Data shown —

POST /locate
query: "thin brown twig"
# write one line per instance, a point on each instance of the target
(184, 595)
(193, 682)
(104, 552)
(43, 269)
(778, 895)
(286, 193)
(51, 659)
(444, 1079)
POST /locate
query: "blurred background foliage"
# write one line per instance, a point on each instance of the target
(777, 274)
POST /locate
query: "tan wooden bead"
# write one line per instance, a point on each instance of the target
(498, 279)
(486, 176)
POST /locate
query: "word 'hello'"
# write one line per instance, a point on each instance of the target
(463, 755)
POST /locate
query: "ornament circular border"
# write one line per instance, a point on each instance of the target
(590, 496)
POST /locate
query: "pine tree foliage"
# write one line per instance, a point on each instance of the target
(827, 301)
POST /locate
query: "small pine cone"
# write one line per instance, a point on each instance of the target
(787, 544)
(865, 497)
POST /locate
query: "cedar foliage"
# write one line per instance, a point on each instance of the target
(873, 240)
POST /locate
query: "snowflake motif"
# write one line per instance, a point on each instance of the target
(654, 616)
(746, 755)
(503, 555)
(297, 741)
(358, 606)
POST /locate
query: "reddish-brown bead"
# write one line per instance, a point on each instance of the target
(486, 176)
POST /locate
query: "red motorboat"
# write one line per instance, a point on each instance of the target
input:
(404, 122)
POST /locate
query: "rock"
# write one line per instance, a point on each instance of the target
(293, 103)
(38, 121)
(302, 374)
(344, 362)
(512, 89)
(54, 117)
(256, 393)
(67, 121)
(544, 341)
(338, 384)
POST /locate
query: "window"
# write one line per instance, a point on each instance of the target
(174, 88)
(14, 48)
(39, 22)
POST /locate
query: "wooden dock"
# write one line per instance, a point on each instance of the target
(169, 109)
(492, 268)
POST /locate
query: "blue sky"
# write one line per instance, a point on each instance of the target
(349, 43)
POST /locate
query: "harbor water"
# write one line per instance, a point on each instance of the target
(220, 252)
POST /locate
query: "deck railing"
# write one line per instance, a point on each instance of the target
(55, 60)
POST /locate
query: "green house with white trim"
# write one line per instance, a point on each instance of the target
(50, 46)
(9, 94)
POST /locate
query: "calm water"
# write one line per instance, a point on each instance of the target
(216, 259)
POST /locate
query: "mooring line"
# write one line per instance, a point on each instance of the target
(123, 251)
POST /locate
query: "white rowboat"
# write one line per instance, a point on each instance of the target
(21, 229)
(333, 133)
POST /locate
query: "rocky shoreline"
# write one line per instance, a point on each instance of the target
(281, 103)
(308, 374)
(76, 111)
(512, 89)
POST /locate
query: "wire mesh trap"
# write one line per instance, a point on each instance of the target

Work to do —
Repeat each record exactly, leaving nothing out.

Finished exercise —
POST /locate
query: "thin brown twig"
# write one line per instance, a point on each instance of the target
(184, 595)
(193, 682)
(104, 552)
(43, 269)
(778, 895)
(286, 193)
(51, 659)
(444, 1079)
POST /locate
query: "blurred background foliage"
# write one line per instance, a point on each instance of the target
(777, 274)
POST /locate
query: "tan wooden bead"
# write one line per instance, a point on each instance of the target
(498, 279)
(486, 176)
POST /locate
query: "word 'hello'"
# write one line per instance, a point on each instance of the target
(463, 755)
POST /locate
query: "ornament circular border"
# write one line per instance, a point on each instance of the target
(590, 496)
POST /locate
query: "pine tree foliage"
# write one line per instance, a point on each instance of the target
(827, 301)
POST /locate
query: "small pine cone"
# write one line per instance, a point on each instance of the target
(787, 544)
(865, 497)
POST /locate
query: "cedar foliage"
# write one line per instance, a point on each instance of the target
(873, 240)
POST /locate
query: "snowflake motif"
# write one line per instance, a point on each instance of the target
(654, 616)
(746, 755)
(503, 555)
(297, 741)
(358, 606)
POST /locate
query: "reddish-brown bead"
# write one line per instance, a point on each instance of the target
(486, 176)
POST /locate
query: "red motorboat"
# write one line per instance, a point on each instance of the target
input:
(404, 122)
POST /locate
query: "rock"
# write one line per instance, a point on each instance of the target
(293, 103)
(38, 121)
(302, 374)
(344, 362)
(512, 89)
(54, 117)
(256, 393)
(67, 121)
(544, 341)
(338, 384)
POST /locate
query: "window"
# write one line per instance, a point on each instance of the target
(174, 88)
(14, 48)
(39, 22)
POST /locate
query: "wooden dock"
# write one line per instance, a point on each instance of the target
(169, 109)
(492, 268)
POST /locate
query: "blue sky"
# write one line per instance, a point on each instance of the target
(349, 43)
POST /locate
query: "harbor water"
# write one line per instance, a point on each instance of the target
(220, 252)
POST /locate
query: "deck railing"
# write one line per instance, a point on each instance of the target
(55, 60)
POST /locate
query: "green house with white trim"
# write one line per instance, a point on each instance of the target
(50, 46)
(9, 94)
POST /locate
query: "calm water"
# write one line per instance, a point on each instance of the target
(216, 259)
POST /locate
query: "mooring line"
# write one line per instance, a point on each instance of the target
(123, 251)
POST /locate
query: "white rowboat"
# write one line per instance, a point on each instance of the target
(21, 229)
(333, 133)
POST /locate
query: "rocky shoreline"
# write one line per instance, a point on each instance of the target
(281, 103)
(308, 374)
(76, 111)
(512, 89)
POST /locate
query: "wire mesh trap"
# write one line per instance, a point on each instance of the target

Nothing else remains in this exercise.